### BRIEF:
Please update the listing below by replacing "pink bougainvillea flower" with "magenta bougainvillea bloom" and keeping everything else the same. Leave the pictures out of your version.

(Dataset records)
..............................

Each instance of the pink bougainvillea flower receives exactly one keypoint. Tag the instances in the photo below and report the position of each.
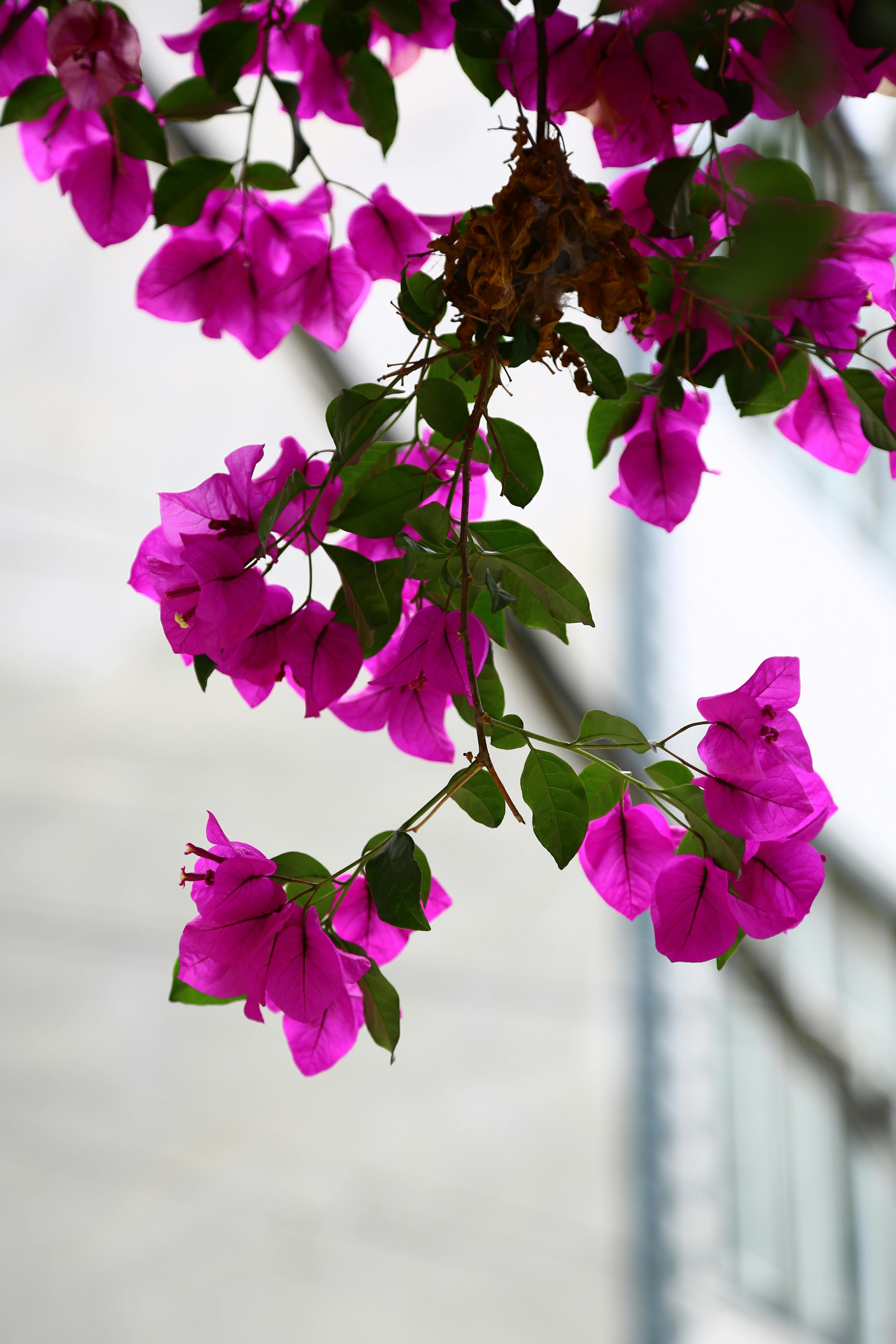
(644, 95)
(825, 423)
(624, 854)
(691, 910)
(332, 295)
(730, 746)
(96, 52)
(777, 888)
(296, 967)
(319, 1045)
(660, 468)
(111, 193)
(416, 718)
(387, 237)
(25, 54)
(770, 808)
(432, 654)
(571, 83)
(358, 921)
(324, 656)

..............................

### FULL OUTPUT:
Each instance of the magenta bougainvillea bloom receives exactly one keypoint. Tag the instances in the photo below and report the position of each.
(644, 95)
(825, 423)
(624, 854)
(691, 910)
(332, 295)
(730, 746)
(96, 52)
(777, 888)
(296, 967)
(319, 1045)
(660, 468)
(111, 193)
(416, 718)
(387, 237)
(25, 54)
(770, 808)
(432, 654)
(571, 83)
(358, 921)
(324, 656)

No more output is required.